**The problem**.
Copy out all of the records below, changing every "shelf-audit" to "pantry-check" and leaving everything else unchanged.

**Data in this exercise**.
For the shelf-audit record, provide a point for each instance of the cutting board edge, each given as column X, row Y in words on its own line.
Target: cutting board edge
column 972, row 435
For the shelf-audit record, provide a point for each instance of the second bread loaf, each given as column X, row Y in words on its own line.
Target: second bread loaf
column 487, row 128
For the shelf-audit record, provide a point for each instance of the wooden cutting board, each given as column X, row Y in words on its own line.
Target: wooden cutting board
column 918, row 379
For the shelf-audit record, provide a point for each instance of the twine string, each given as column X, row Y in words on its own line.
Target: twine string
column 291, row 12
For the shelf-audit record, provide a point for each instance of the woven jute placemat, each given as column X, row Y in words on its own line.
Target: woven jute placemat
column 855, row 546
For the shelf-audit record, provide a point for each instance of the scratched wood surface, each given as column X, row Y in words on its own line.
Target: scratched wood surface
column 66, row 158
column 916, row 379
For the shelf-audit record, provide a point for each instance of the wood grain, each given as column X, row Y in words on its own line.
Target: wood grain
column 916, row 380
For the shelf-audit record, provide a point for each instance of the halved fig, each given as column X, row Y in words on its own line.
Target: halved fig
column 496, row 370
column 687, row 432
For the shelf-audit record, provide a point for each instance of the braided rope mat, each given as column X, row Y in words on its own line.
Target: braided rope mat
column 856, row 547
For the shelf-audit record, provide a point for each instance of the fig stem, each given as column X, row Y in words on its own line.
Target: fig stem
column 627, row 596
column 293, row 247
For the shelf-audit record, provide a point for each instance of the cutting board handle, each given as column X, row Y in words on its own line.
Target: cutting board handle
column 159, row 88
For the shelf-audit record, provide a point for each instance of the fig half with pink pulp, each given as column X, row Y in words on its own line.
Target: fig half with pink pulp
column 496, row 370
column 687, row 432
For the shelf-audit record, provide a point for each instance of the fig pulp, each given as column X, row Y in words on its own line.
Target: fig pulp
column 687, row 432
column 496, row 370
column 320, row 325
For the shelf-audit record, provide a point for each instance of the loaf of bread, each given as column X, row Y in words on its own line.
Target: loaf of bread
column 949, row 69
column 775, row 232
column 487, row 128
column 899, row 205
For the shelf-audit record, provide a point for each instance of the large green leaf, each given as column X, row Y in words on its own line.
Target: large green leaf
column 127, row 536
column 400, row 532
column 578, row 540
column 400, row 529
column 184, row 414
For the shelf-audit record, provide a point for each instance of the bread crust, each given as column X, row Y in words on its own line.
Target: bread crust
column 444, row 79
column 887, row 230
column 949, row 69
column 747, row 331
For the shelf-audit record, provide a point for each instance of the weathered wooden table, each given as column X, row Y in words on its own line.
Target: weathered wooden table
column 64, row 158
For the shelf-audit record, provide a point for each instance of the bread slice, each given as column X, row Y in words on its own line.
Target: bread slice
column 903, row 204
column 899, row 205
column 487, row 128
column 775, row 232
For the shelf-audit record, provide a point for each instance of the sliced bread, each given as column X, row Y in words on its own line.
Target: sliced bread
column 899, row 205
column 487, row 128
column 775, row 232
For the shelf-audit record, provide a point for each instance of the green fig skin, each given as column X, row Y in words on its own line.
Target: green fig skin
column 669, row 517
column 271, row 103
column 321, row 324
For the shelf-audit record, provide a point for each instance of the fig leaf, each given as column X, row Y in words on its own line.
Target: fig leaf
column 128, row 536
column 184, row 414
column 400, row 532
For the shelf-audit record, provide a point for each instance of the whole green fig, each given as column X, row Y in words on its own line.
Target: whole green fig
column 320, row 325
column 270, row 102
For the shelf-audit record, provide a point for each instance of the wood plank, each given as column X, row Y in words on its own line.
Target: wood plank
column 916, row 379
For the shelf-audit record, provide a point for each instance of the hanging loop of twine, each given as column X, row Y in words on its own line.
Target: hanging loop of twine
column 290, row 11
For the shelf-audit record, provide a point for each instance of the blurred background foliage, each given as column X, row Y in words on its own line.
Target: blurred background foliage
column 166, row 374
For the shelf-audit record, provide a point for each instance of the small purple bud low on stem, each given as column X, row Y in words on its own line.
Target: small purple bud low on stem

**Completed exercise**.
For the pantry-check record, provide a point for each instance of the cutting board edge, each given as column X, row Y in words on its own line.
Target: cutting board edge
column 972, row 435
For the pantry-check record, provide a point for each instance of the second bread loaf, each given as column X, row Y in words on its own line.
Target: second bread loaf
column 487, row 128
For the pantry-check record, provide a point for each instance of the wooden cutting board, each given as column X, row Y in words on its own line.
Target: wooden cutting board
column 918, row 379
For the pantry-check record, provide a point for each instance of the twine string, each given as column X, row Y in words on its own line.
Target: twine string
column 291, row 12
For the pantry-check record, provide a point for each instance of the woven jute placemat, each given as column X, row Y in words on its own line.
Target: woven jute placemat
column 855, row 546
For the pantry-check record, provide a point for each instance of the scratched wood surface, each given as column X, row Y in words on its own line.
Target: scratched wood surface
column 66, row 158
column 916, row 379
For the pantry-check record, provide a point for each instance of the wood grain, each given as column X, row Y in words on its own line.
Target: wood grain
column 916, row 380
For the pantry-check record, provide a point for each instance of the halved fig, each given as column X, row Y in words on its own line.
Target: halved fig
column 496, row 370
column 687, row 432
For the pantry-check record, provide a point for each instance of the braided rope mat, each given as column X, row Y in words on its own line.
Target: braided rope mat
column 856, row 547
For the pantry-check record, provide a point for each instance of the fig stem, each given as column X, row Y in words on its own line.
Target: fig stem
column 627, row 596
column 293, row 247
For the pantry-check record, provide a point for each instance of the cutting board handle, each given as column X, row Y in words on its own line.
Target: cutting board handle
column 159, row 88
For the pantry-check record, provide a point for each instance of the fig half with pink pulp, each given as column X, row Y in words on its own line.
Target: fig half with pink pulp
column 496, row 370
column 687, row 432
For the pantry-check record, provide a point for each instance of the fig pulp, each given as column X, row Y in words on its own line.
Target: fig pulp
column 687, row 432
column 496, row 370
column 320, row 325
For the pantry-check record, provide a point for each instance of the loaf of bread, each given as column X, row Y in words on its own line.
Target: loaf of bread
column 949, row 69
column 775, row 232
column 487, row 128
column 899, row 205
For the pantry-check record, provide a point for each instance of the large green leaf, each given as column X, row Y in words on its own line.
Target: large green leaf
column 127, row 536
column 400, row 532
column 578, row 540
column 400, row 529
column 184, row 414
For the pantry-check record, provide a point for each instance of the bread crust, each given as column X, row Y in words on its own line.
Target: bread crust
column 444, row 79
column 887, row 230
column 949, row 69
column 747, row 331
For the pantry-check record, provide a point for each instance of the weathered wooden table, each given as column X, row Y in words on its own line.
Target: weathered wooden table
column 64, row 158
For the pantry-check record, provide a point for each instance of the bread slice, each given as column X, row Y in words on its own line.
Target: bread slice
column 903, row 204
column 899, row 205
column 487, row 128
column 775, row 232
For the pantry-check record, provide a point for each instance of the sliced bread, each given as column X, row Y in words on its own line.
Target: sliced bread
column 899, row 205
column 487, row 128
column 775, row 232
For the pantry-check record, provide a point for each instance of the green fig skin, each given as column X, row Y in words on its own line.
Target: green fig skin
column 669, row 517
column 271, row 103
column 321, row 324
For the pantry-check record, provide a point for each instance of the fig leaf, each given as column X, row Y in words on its own line.
Target: fig leaf
column 128, row 536
column 184, row 414
column 400, row 532
For the pantry-check record, provide a point for each instance of the whole green fig, each given as column X, row Y in words on its own line.
Target: whole green fig
column 320, row 325
column 270, row 102
For the pantry-check record, provide a point for each instance of the wood plank, each given as column X, row Y in words on its own line.
Target: wood plank
column 916, row 379
For the pantry-check record, provide a point for each instance of the hanging loop of twine, each given as column X, row Y in words on its own line.
Target: hanging loop of twine
column 290, row 11
For the pantry-check record, provide a point for each instance of the blurred background foliage, each given as column X, row Y in words on its own line.
Target: blurred background foliage
column 166, row 374
For the pantry-check record, provide a point for each instance of the small purple bud low on stem, each given as column X, row Y in words on its own line.
Target: small purple bud low on stem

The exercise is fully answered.